■ **EXERCISE INSTRUCTIONS**
Reproduce only the material from the line with "Each instance receives one keypoint. Mark the bare" to the line with "Each instance receives one keypoint. Mark the trouser", switching "keypoint" to "marker" everywhere it occurs and changing nothing else.

■ **ENTRIES**
######

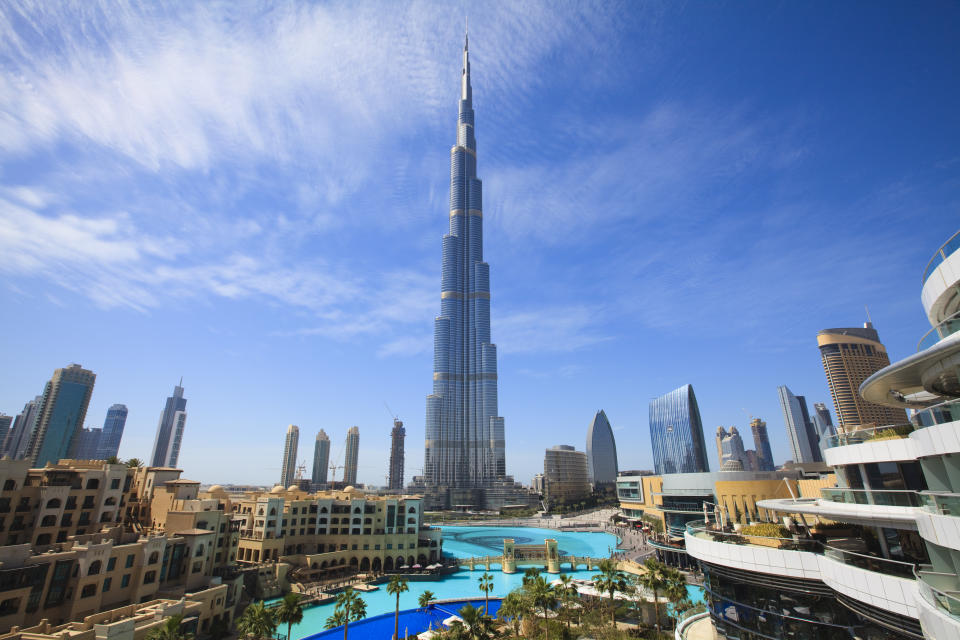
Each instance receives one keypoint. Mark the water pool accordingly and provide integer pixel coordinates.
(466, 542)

######

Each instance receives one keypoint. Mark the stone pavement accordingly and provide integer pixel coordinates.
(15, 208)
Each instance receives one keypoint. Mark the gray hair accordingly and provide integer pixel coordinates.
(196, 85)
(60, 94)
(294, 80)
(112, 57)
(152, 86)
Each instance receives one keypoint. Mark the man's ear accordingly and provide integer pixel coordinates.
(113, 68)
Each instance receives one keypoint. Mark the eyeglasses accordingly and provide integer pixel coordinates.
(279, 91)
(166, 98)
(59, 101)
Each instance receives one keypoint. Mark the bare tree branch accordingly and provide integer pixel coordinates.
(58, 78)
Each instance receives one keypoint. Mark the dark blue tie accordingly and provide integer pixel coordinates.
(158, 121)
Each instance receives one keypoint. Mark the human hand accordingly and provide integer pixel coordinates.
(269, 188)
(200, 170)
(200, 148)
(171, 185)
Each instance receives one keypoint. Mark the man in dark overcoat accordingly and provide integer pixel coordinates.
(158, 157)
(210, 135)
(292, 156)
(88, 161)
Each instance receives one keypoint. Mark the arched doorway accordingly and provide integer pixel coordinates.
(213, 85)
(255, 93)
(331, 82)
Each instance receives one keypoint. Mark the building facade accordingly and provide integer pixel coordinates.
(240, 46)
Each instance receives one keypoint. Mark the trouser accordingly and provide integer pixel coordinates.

######

■ **COMPLETE OUTPUT**
Each instance receives one marker. Mark the bare tree branch accordingly and provide integer pixel coordinates.
(58, 78)
Each instance receives one marker. Mark the dark blue tie accordingly and provide integer pixel coordinates.
(158, 121)
Each instance receives one marker. Mark the human hand accordingly and provide integer pixel coordinates.
(269, 188)
(200, 170)
(200, 148)
(171, 185)
Each instance receives one marker. Mark the man in dark overcoat accordingly and provide integer pixel coordinates.
(158, 157)
(210, 135)
(292, 156)
(88, 161)
Each instance receives one marker. Mark the arched doorway accordingly and provide integer pixel coordinates.
(213, 85)
(255, 93)
(331, 82)
Each instance receives one marker. Mark the building facade accordingly and provide integer pixel coordinates.
(240, 46)
Each instance receives one marker. Mark the trouser accordingly and provide integer pixel coordinates.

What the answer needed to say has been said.